# [WHAT YOU NEED TO DO]
**A.** Rewrite the paragraph of the mixglm case study that begins "The case study replicates analyses" as a short bulleted list that keeps its main facts.
**B.** According to the mixglm case study, what variables does the treeCover dataset include? List every one.
**C.** Write a continuation of the mixglm case study, starting after its final line.

# [ARTICLE]

[start]

Case Study

This is an article illustrating the use of mixglm package on a case study. For a more technical illustration of the package functionality, see vignette("mixglm") (mixglm has to be installed with vignettes).

Tree cover in South America

The case study replicates analyses by Hirota et al. (2011) and Flores et al. (2024). These two studies model tree cover for most of South America and for the Amazon respectively along a precipitation gradient. The used tree cover data is from 2001. Replication of the analysis here is done using tree cover for the year 2025 for the whole of South America.

Tree cover dataset

mixglm package provides the dataset treeCover which includes tree cover, precipitation, temperature, and predicted precipitation for the end of 21st century and coordinates for 5,000 data-points across South America.

library(mixglm)
#> Loading required package: nimble
#> nimble version 1.3.0 is loaded.
#> For more information on NIMBLE and a User Manual,
#> please visit https://R-nimble.org.

[end]

[Data entries]
[start]

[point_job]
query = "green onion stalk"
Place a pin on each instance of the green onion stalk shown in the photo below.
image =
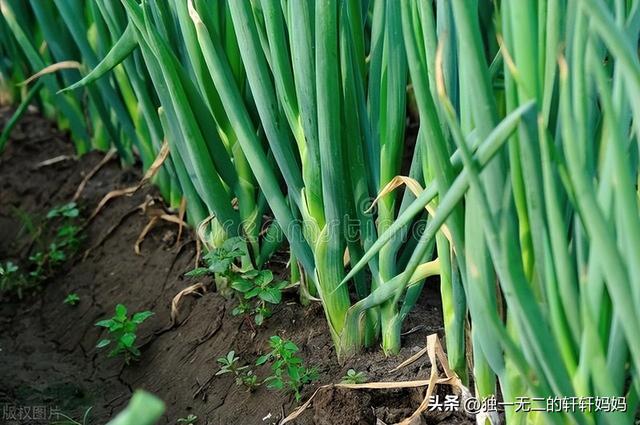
(542, 127)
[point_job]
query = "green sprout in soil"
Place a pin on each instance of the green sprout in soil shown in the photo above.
(69, 210)
(220, 260)
(68, 420)
(72, 299)
(257, 286)
(11, 280)
(63, 237)
(288, 372)
(244, 376)
(353, 377)
(255, 289)
(189, 420)
(122, 332)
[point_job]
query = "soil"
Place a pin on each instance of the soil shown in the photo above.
(47, 348)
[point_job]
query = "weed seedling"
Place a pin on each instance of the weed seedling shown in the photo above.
(69, 210)
(257, 285)
(122, 332)
(353, 377)
(72, 299)
(219, 260)
(189, 420)
(288, 372)
(11, 280)
(231, 364)
(255, 289)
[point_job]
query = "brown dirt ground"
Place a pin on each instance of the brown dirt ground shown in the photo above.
(47, 349)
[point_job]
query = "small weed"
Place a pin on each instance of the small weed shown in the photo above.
(122, 331)
(49, 254)
(72, 299)
(288, 372)
(68, 420)
(220, 260)
(189, 420)
(255, 289)
(69, 210)
(11, 280)
(231, 364)
(353, 377)
(257, 285)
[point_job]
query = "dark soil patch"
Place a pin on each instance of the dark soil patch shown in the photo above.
(47, 349)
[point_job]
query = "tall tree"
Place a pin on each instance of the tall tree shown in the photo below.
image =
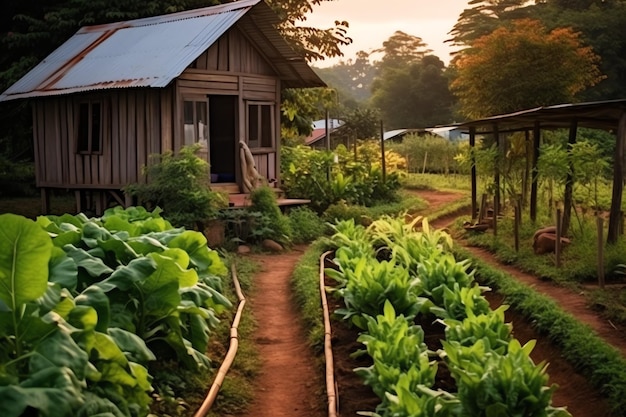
(401, 49)
(484, 17)
(601, 25)
(521, 67)
(414, 95)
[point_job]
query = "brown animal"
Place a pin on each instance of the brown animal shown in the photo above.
(544, 240)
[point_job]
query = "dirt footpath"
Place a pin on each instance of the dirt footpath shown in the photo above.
(290, 384)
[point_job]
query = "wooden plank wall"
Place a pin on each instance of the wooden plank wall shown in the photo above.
(234, 53)
(132, 131)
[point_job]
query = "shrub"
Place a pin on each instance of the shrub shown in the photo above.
(272, 224)
(306, 225)
(179, 184)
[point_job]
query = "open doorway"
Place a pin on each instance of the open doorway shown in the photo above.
(223, 138)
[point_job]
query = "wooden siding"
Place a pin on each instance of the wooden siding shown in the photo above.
(233, 53)
(132, 130)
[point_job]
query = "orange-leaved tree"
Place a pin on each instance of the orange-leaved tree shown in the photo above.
(522, 66)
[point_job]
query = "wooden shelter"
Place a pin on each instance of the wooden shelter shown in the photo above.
(605, 115)
(114, 94)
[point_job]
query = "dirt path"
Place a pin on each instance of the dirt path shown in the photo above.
(290, 382)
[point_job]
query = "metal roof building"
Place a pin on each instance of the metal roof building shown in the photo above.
(151, 52)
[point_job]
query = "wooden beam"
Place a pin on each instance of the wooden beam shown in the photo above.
(535, 171)
(618, 182)
(473, 170)
(496, 180)
(568, 197)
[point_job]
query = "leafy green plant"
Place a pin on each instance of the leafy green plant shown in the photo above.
(490, 384)
(396, 347)
(305, 224)
(272, 224)
(370, 284)
(489, 327)
(179, 184)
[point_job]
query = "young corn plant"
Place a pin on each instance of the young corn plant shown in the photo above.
(490, 384)
(489, 327)
(370, 284)
(397, 348)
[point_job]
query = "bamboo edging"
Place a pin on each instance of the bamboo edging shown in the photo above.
(230, 355)
(331, 391)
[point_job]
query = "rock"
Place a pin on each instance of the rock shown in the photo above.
(271, 245)
(549, 229)
(243, 249)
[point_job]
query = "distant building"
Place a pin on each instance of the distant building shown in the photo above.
(317, 138)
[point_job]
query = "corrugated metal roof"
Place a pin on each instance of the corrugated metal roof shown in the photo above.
(596, 114)
(151, 52)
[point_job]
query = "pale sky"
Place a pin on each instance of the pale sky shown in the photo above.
(374, 21)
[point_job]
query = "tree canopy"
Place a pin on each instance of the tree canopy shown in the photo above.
(523, 66)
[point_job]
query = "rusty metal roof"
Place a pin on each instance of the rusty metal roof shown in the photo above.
(153, 51)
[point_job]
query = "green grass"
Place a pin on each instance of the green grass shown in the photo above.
(437, 182)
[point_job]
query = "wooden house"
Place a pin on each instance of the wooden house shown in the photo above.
(114, 94)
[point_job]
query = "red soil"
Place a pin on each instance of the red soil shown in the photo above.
(291, 383)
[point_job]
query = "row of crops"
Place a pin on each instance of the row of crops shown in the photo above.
(87, 305)
(392, 276)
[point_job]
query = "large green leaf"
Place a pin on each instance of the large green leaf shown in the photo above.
(202, 257)
(132, 345)
(63, 269)
(53, 391)
(95, 297)
(125, 277)
(24, 254)
(93, 265)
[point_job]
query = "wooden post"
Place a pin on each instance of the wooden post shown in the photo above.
(618, 181)
(45, 201)
(495, 217)
(557, 243)
(481, 210)
(568, 197)
(473, 171)
(516, 226)
(533, 184)
(600, 223)
(496, 204)
(382, 151)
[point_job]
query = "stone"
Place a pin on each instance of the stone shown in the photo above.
(243, 249)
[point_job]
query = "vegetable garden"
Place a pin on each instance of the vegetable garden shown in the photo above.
(394, 281)
(88, 304)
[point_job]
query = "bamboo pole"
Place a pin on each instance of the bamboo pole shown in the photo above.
(230, 355)
(600, 223)
(557, 243)
(516, 226)
(331, 392)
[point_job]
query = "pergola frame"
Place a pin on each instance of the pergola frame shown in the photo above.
(605, 115)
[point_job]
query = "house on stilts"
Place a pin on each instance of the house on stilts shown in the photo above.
(114, 94)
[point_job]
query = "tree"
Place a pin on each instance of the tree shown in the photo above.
(601, 25)
(352, 78)
(36, 27)
(523, 66)
(401, 49)
(313, 43)
(414, 95)
(485, 17)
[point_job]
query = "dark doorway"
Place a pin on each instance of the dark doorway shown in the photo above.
(223, 138)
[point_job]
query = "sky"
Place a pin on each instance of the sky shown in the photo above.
(373, 21)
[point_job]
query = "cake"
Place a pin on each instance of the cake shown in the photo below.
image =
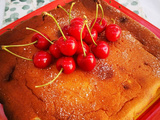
(118, 88)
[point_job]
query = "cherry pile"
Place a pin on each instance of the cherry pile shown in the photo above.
(78, 44)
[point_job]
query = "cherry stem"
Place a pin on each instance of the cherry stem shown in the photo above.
(51, 80)
(20, 45)
(4, 48)
(96, 16)
(39, 33)
(113, 20)
(90, 33)
(70, 12)
(45, 13)
(63, 9)
(102, 13)
(81, 37)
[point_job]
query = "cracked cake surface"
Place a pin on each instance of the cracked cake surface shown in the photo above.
(118, 88)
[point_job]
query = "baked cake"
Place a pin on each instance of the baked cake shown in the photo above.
(118, 88)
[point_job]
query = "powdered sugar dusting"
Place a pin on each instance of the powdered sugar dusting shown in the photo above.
(103, 70)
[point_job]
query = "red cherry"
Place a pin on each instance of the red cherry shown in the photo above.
(78, 19)
(99, 27)
(79, 47)
(101, 50)
(86, 63)
(67, 47)
(55, 51)
(67, 63)
(65, 30)
(88, 38)
(42, 43)
(113, 32)
(42, 59)
(75, 30)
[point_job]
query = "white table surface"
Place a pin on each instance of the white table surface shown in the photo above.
(11, 10)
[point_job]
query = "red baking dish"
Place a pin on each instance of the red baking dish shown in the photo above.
(152, 112)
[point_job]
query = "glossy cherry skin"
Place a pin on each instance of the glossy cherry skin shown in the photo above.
(67, 47)
(79, 47)
(101, 50)
(112, 32)
(55, 51)
(88, 38)
(42, 59)
(86, 63)
(65, 30)
(99, 27)
(75, 30)
(67, 63)
(42, 43)
(77, 19)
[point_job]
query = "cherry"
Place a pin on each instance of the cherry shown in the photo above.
(112, 32)
(101, 49)
(42, 59)
(80, 49)
(77, 20)
(75, 30)
(41, 43)
(65, 30)
(99, 26)
(86, 62)
(67, 46)
(55, 51)
(88, 38)
(99, 23)
(67, 63)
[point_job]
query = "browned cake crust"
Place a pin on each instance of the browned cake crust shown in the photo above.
(117, 89)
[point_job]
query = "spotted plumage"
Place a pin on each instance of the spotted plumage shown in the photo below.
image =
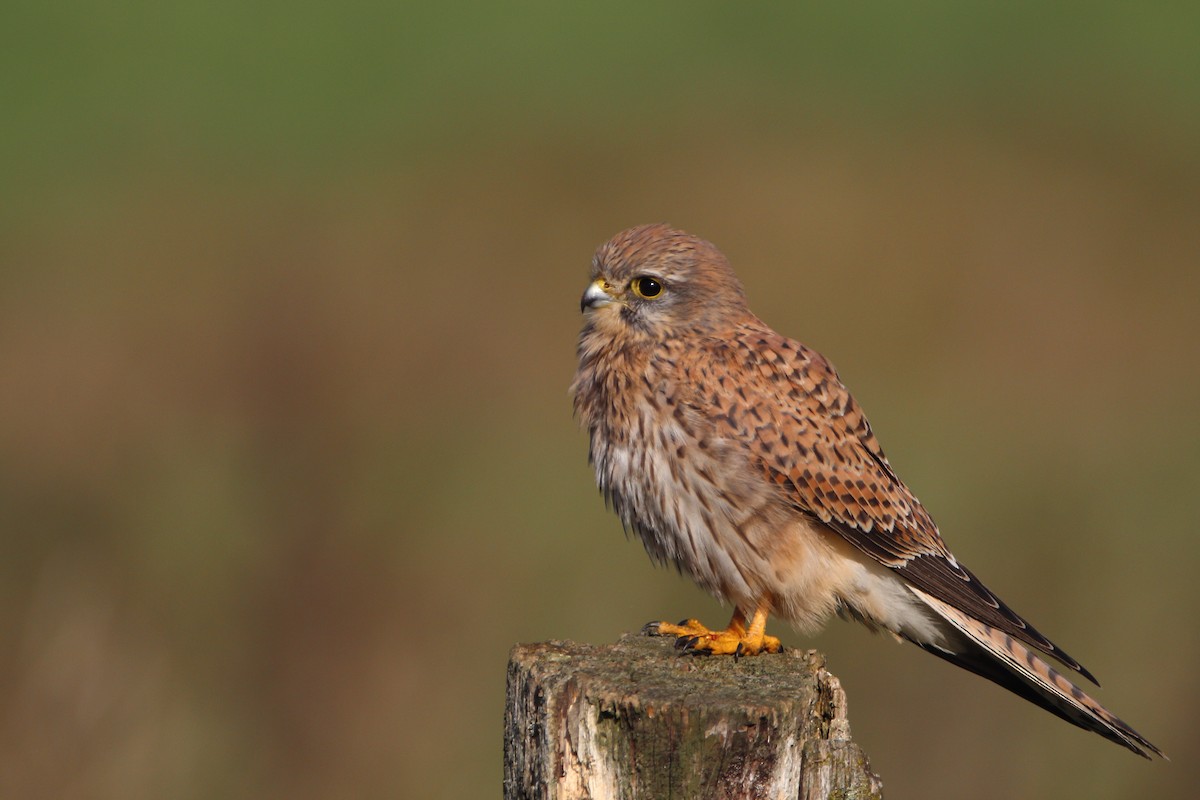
(738, 455)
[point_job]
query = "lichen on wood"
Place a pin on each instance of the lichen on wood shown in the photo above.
(635, 720)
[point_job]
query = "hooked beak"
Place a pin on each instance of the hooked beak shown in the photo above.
(597, 295)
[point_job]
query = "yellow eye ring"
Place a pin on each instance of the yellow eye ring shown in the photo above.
(646, 287)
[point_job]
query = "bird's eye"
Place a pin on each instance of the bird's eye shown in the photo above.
(647, 287)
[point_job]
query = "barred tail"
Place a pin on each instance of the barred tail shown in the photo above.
(999, 657)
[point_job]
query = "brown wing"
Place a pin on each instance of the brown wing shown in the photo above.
(809, 435)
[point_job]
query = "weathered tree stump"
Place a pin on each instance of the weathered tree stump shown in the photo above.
(637, 720)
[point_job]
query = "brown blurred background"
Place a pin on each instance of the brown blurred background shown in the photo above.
(287, 320)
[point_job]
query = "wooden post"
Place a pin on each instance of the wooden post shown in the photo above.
(635, 720)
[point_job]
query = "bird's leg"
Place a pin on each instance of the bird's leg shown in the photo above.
(736, 639)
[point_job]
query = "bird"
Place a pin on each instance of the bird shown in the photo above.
(738, 455)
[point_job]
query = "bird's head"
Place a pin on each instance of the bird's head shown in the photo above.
(655, 282)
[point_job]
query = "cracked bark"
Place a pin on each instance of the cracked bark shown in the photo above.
(634, 720)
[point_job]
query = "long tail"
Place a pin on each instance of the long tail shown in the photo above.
(999, 657)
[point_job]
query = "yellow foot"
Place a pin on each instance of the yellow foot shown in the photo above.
(735, 641)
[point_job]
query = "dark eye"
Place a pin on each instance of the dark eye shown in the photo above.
(647, 287)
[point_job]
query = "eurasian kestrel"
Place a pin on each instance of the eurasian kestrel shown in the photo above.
(738, 456)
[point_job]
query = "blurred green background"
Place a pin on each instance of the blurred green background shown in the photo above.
(287, 319)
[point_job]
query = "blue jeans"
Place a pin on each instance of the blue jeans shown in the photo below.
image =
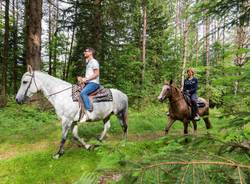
(89, 88)
(194, 100)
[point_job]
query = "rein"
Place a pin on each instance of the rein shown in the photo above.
(59, 91)
(175, 100)
(33, 77)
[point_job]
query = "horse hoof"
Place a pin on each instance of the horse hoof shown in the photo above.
(56, 156)
(99, 139)
(87, 146)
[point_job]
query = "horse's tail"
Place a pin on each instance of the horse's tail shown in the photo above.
(123, 116)
(125, 119)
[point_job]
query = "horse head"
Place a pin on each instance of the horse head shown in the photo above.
(28, 86)
(166, 91)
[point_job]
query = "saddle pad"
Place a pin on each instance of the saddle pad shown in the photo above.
(101, 95)
(200, 104)
(76, 90)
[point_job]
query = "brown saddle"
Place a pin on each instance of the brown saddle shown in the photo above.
(100, 95)
(200, 103)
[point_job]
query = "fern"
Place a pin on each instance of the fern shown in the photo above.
(88, 178)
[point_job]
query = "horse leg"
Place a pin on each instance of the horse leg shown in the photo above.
(65, 129)
(185, 123)
(195, 127)
(168, 126)
(107, 126)
(78, 138)
(207, 122)
(123, 118)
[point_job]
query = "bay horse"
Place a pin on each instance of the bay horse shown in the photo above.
(180, 110)
(59, 93)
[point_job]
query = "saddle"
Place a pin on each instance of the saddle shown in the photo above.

[end]

# [ANSWERS TO THE EXERCISE]
**A.**
- Replicates analyses by Hirota et al. (2011) and Flores et al. (2024).
- Those two studies modeled tree cover along a precipitation gradient, for most of South America and for the Amazon respectively.
- They used tree cover data from 2001.
- This replication uses tree cover for 2025 across the whole of South America.

**B.**
- Tree cover
- Precipitation
- Temperature
- Predicted precipitation for the end of the 21st century
- Coordinates

**C.**
#> 
#> Note for advanced users who have written their own MCMC samplers:
#>   As of version 0.13.0, NIMBLE's protocol for handling posterior
#>   predictive nodes has changed in a way that could affect user-defined
#>   samplers in some situations. Please see Section 15.5.1 of the User Manual.
#> 
#> Attaching package: 'nimble'
#> The following object is masked from 'package:stats':
#> 
#>     simulate
#> The following object is masked from 'package:base':
#> 
#>     declare

# See ?treeCover for additional information 
str(treeCover)
#> 'data.frame':    5000 obs. of  6 variables:
#>  $ x         : num  -47.7 -70.5 -61 -54.7 -69.8 ...
#>  $ y         : num  -24.47 -14.57 -10 2.97 -18.56 ...
#>  $ treeCover : num  74.51 5.44 79.71 68.72 1.42 ...
#>  $ precip    : num  1917 1272 2096 2514 242 ...
#>  $ temp      : num  22.21 6.67 25.58 25.88 15.45 ...
#>  $ precip2100: num  1627 1317 1580 1544 876 ...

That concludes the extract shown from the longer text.